Data:
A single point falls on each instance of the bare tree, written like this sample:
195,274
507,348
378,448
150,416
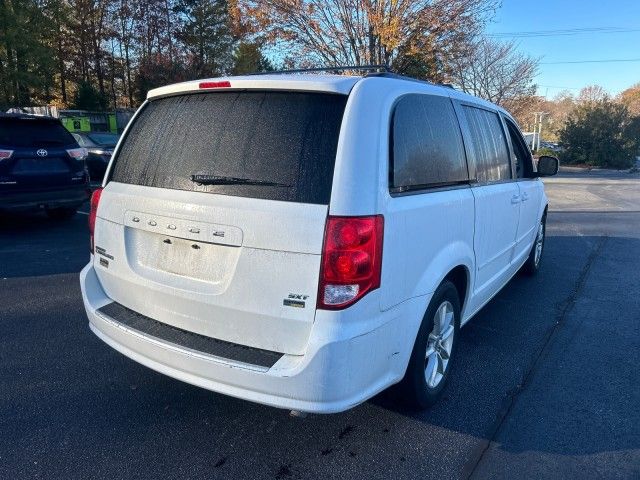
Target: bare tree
497,72
401,33
592,93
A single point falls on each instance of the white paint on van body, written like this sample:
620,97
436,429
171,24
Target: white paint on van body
332,360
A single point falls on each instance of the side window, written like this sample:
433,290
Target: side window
521,152
489,145
426,144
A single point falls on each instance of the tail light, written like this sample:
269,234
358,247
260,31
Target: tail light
95,199
78,153
351,260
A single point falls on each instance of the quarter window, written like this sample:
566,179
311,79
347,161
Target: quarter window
521,152
426,144
489,145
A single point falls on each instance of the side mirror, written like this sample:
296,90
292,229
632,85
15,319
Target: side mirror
548,166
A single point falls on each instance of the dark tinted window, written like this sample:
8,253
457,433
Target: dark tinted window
104,139
286,141
521,152
489,145
33,133
427,148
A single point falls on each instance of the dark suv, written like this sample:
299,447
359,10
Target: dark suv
41,166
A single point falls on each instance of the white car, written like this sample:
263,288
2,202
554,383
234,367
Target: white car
306,241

What you will do:
Write out all the material above exactly, with no image carried over.

Solution:
A single point falls on each instance of the bare tree, written like this sample:
195,274
507,348
378,448
150,416
Target: bare tree
497,72
401,33
592,93
A single point falls on each instance of the white paint on van body, written like this sample:
620,97
436,429
171,24
Target: white paint on van body
332,360
A single point falls on each instance of the side window, written like this sample:
433,290
Target: side window
521,152
489,145
426,144
A single point falls on each instance of the tail light, written like this sample:
269,234
358,247
260,31
Target: tail light
95,199
78,153
351,260
A single point falls on each instance of the quarter window, written like this sample:
566,179
311,79
347,161
Target: quarter window
521,152
426,144
489,145
A single point falls on each instance of the side mirror, written like this sample:
296,90
292,229
632,85
15,319
Target: side mirror
548,166
A single point falls on each instance of the dark tinted window, written like this sample:
8,253
457,433
Target: dark tinted window
104,139
286,141
521,152
489,145
33,133
427,148
A single point falls on each instance of the dark suv, written like this sample:
299,447
359,10
Target: dark suv
41,166
A single point falls on each instance of the white car, written like this sample:
263,288
2,202
554,383
234,367
Target: white car
306,241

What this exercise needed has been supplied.